> Exercise details: Find out how many lines of the listing below include "flower" and report only that number.

> The records:
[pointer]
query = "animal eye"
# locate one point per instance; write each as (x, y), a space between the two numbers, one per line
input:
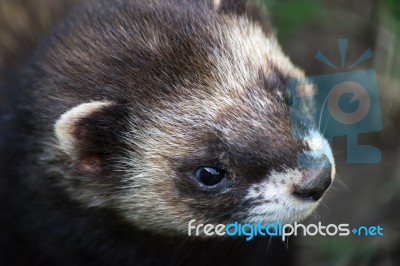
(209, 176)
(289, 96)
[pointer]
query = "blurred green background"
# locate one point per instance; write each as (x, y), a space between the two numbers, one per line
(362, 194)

...

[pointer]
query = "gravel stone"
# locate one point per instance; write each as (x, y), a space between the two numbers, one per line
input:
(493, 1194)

==

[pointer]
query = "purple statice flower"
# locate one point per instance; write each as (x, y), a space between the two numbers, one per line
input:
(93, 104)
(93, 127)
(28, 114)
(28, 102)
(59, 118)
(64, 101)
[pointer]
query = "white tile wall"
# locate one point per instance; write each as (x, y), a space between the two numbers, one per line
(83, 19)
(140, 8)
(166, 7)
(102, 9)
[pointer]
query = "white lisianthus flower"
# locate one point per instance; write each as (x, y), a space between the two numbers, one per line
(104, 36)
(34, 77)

> Your response: 2